▶ **STATED GOAL A**:
Rename "hay bale" to "straw bale" in the listing, from the line with "Can you tell me where the red barn" to the line with "284,356 -> 316,376", and give those lines back with everything else unchanged.

▶ **TEXT TO READ**:
Today I met with a small group of folks from SF startups and coding academies to talk about an issue we all face: increasing diversity in the engineering workplace. We came together to focus on women, but personally, I like to think of it more in terms of the ways that women are often different: they may often have alternative educational background (like the coding academies) and they may often have less confidence in their skills (possibly related to their background). Many of our engineering practices in terms of hiring and retention don't cater well to candidates with those attributes, and there's probably a lot we can do to change that.

Our goal tonight was to brainstorm experiments that we could do in our workplaces to improve diversity (across the pipeline from attracting candidates to retaining employees), try out those experiments, and document the results publicly. Ideally, if the experiments are successful, other companies will be more likely to put in the effort to implement the changes and engineering workplace practices would gradually begin to change.

Here's what we broke the pipeline down into, and a few ideas in each area:

Attracting

Making a more gender-neutral jobs/about page, with diverse team photos.
Re-wording job descriptions to not use words like "dominant" or "mastery" and instead focus on collaboration and ability to learn on the job. (*This would need to actually be true!)

▶ **STATED GOAL B**:
Return the passage of the text on engineering workplace diversity from "Our goal tonight" to "actually be true!)", word for word.

[Entries on locating named things]
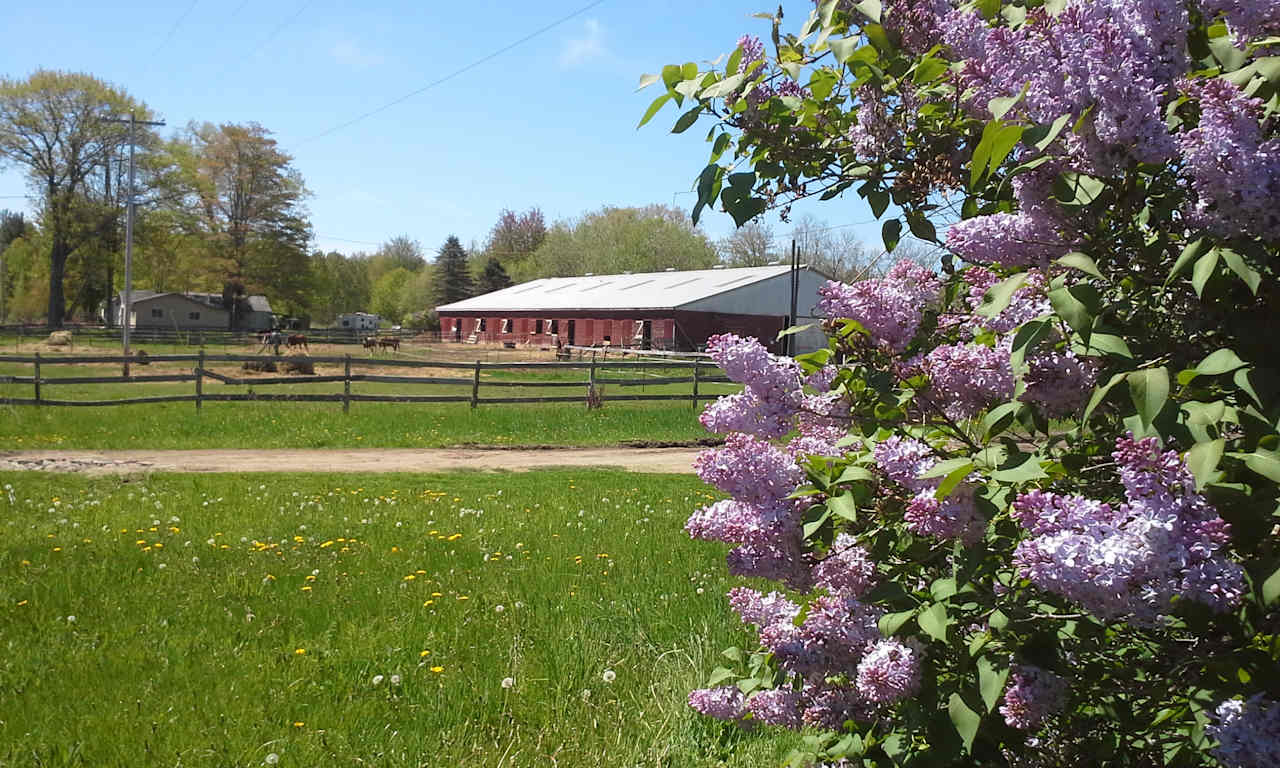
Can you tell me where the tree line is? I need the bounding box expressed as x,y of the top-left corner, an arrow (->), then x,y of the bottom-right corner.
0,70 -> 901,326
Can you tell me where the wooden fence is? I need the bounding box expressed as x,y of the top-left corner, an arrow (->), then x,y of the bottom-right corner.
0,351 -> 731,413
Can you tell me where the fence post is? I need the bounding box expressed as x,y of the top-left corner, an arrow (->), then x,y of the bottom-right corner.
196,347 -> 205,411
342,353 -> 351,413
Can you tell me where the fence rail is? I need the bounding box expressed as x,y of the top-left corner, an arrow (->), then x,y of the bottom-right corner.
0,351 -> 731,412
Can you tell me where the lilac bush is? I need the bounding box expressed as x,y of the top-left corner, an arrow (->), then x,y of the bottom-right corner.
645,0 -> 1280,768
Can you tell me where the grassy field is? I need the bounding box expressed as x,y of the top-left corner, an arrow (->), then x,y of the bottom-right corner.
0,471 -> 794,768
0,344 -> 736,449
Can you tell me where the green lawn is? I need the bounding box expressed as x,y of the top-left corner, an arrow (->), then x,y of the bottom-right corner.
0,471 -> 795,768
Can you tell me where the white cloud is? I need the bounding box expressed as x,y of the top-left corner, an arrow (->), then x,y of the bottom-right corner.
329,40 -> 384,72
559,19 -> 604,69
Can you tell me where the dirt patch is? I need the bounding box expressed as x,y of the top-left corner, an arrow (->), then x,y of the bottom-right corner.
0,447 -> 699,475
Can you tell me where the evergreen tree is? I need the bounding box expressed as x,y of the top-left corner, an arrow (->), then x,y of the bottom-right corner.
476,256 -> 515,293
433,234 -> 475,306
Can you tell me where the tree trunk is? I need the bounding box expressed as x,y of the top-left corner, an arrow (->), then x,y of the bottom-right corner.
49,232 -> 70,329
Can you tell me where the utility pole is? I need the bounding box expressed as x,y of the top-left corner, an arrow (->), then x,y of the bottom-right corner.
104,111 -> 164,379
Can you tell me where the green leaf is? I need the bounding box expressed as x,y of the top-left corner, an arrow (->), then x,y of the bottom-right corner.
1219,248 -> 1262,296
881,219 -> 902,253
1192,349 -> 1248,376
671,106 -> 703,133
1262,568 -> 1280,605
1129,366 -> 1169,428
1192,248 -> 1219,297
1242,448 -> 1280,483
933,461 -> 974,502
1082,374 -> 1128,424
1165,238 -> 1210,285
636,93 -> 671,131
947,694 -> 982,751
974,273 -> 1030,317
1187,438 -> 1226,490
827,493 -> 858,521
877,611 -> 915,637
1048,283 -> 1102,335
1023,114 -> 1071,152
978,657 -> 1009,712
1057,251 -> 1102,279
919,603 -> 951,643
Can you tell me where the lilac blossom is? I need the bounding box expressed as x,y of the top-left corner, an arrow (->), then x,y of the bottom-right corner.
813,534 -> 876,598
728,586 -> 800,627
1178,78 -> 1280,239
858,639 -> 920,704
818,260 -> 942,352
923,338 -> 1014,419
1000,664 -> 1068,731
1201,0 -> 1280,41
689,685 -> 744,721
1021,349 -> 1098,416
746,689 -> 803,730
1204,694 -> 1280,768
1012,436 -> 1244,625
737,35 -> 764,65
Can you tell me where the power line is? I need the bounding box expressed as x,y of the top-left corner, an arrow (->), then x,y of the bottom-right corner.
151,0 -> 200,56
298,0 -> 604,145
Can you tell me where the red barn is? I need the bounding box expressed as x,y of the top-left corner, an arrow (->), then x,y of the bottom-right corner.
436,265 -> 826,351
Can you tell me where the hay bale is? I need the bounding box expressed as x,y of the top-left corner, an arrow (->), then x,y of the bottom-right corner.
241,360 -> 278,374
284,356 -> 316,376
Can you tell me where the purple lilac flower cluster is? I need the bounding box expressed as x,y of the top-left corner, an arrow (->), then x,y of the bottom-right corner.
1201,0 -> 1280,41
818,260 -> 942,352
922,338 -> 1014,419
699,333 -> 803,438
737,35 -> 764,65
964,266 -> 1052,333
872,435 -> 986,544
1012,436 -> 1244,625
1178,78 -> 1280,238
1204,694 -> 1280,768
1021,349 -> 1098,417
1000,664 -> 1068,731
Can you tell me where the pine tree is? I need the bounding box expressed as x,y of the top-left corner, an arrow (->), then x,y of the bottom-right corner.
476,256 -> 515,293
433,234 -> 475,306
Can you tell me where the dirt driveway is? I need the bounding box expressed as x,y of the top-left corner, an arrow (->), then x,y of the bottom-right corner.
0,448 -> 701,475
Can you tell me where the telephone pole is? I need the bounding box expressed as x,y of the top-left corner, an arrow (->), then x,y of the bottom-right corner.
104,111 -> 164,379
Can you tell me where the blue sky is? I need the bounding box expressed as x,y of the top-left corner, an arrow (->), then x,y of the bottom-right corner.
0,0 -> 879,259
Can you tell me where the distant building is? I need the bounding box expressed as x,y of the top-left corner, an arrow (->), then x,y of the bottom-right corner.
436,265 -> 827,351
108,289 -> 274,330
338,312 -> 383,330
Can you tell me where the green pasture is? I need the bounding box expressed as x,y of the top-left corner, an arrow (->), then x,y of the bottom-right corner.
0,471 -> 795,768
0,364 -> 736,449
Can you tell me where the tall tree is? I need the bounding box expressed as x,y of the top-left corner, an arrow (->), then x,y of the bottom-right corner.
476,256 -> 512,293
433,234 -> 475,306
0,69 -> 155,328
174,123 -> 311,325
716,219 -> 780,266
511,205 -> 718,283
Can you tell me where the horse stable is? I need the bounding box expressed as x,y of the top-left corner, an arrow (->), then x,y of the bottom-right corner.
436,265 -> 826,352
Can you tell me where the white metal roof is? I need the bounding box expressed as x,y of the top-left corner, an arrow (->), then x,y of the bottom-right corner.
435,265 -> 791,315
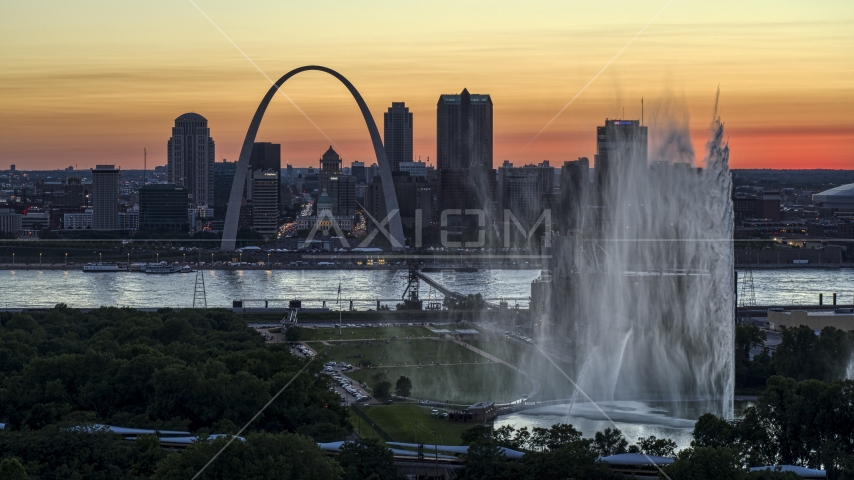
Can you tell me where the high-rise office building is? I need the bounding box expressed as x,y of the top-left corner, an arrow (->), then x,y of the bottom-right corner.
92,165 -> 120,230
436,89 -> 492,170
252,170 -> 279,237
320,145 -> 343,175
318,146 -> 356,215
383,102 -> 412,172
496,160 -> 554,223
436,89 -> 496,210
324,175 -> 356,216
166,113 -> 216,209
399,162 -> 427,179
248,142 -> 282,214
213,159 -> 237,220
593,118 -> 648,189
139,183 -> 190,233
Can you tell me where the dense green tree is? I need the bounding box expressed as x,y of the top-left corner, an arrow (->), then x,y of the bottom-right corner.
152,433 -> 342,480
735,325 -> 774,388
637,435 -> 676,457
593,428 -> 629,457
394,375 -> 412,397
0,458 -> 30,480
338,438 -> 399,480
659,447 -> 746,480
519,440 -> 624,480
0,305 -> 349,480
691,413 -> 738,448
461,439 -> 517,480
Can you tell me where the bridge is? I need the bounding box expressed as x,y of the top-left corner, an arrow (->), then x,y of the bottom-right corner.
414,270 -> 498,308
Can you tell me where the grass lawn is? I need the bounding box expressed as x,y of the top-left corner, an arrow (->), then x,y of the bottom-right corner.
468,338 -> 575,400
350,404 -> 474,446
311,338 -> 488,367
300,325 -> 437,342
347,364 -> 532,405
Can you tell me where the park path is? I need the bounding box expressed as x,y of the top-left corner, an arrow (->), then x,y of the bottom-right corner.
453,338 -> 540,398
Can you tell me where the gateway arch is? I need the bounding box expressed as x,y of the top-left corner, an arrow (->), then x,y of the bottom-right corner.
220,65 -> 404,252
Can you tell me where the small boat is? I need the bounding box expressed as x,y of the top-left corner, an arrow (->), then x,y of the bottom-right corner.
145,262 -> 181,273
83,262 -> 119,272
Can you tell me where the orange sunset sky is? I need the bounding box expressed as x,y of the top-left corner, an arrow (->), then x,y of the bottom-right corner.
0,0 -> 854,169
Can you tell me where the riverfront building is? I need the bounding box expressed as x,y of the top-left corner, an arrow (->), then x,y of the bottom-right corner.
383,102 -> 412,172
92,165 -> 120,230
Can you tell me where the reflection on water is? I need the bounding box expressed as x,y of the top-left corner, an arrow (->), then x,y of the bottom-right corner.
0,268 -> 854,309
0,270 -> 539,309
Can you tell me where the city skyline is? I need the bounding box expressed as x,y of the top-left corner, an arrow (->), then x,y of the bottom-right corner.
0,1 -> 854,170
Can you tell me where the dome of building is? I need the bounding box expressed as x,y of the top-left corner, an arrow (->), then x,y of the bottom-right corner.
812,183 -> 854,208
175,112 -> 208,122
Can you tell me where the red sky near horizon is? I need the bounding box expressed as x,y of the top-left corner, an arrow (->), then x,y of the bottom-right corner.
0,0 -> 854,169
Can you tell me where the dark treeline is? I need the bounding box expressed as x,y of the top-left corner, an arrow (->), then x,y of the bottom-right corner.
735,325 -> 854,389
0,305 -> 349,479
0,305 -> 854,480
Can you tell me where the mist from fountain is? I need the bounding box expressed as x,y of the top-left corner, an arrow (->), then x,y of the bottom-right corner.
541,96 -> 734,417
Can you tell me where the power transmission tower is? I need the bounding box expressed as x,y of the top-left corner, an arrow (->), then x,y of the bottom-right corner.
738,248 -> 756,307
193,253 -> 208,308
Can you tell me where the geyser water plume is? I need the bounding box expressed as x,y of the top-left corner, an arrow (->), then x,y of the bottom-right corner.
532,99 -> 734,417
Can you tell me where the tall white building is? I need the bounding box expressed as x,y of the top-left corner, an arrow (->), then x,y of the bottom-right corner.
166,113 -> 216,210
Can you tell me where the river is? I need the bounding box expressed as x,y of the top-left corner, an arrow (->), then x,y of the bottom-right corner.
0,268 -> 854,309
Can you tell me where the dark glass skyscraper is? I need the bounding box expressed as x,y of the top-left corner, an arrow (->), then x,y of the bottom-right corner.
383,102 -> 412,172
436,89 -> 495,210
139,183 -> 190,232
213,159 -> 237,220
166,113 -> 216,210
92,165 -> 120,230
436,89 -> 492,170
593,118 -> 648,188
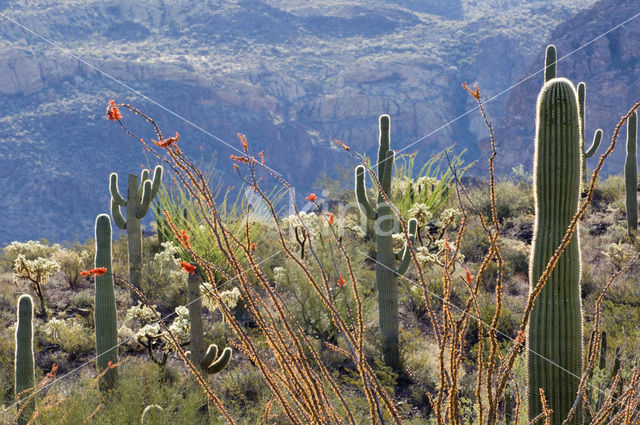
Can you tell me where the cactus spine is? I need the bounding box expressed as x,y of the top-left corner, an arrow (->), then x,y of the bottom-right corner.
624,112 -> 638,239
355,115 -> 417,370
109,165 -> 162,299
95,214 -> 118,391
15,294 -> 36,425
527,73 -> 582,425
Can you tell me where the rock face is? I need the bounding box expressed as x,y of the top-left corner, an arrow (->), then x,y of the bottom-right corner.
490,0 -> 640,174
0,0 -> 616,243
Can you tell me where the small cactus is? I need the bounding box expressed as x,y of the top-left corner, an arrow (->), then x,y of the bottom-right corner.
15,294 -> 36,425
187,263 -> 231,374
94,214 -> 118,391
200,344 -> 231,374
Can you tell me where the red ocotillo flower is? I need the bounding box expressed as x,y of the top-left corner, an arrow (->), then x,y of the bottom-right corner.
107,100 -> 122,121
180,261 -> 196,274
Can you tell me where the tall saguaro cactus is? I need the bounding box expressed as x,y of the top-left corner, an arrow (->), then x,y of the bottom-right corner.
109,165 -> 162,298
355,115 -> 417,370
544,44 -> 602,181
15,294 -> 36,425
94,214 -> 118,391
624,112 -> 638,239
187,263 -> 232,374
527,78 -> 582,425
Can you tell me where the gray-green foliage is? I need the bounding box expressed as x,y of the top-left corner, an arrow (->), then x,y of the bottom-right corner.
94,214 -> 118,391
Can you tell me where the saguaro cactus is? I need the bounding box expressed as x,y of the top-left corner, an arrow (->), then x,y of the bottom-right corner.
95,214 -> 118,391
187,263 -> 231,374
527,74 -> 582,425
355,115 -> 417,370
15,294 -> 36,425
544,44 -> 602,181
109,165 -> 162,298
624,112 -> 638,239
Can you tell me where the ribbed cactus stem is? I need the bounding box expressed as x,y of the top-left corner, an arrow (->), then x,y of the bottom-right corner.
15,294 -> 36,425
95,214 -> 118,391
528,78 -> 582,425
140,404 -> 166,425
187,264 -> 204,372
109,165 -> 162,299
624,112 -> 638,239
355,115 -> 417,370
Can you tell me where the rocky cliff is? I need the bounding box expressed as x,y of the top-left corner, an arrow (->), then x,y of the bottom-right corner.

▶ **TASK OUTPUT A**:
Can you tell me where the red barn is? I need the bounding box expressed as x,y of the top-left corner, an arrow (->), then x,y of the bottom-right corner.
436,265 -> 826,351
Can you tell me where the straw bale is? I need the bounding box expressed as x,y of the top-left corner, an arrow (->), then x,y of the bottom-right corner.
241,360 -> 278,374
284,356 -> 316,376

▶ **TASK OUTPUT B**:
Our goal tonight was to brainstorm experiments that we could do in our workplaces to improve diversity (across the pipeline from attracting candidates to retaining employees), try out those experiments, and document the results publicly. Ideally, if the experiments are successful, other companies will be more likely to put in the effort to implement the changes and engineering workplace practices would gradually begin to change.

Here's what we broke the pipeline down into, and a few ideas in each area:

Attracting

Making a more gender-neutral jobs/about page, with diverse team photos.
Re-wording job descriptions to not use words like "dominant" or "mastery" and instead focus on collaboration and ability to learn on the job. (*This would need to actually be true!)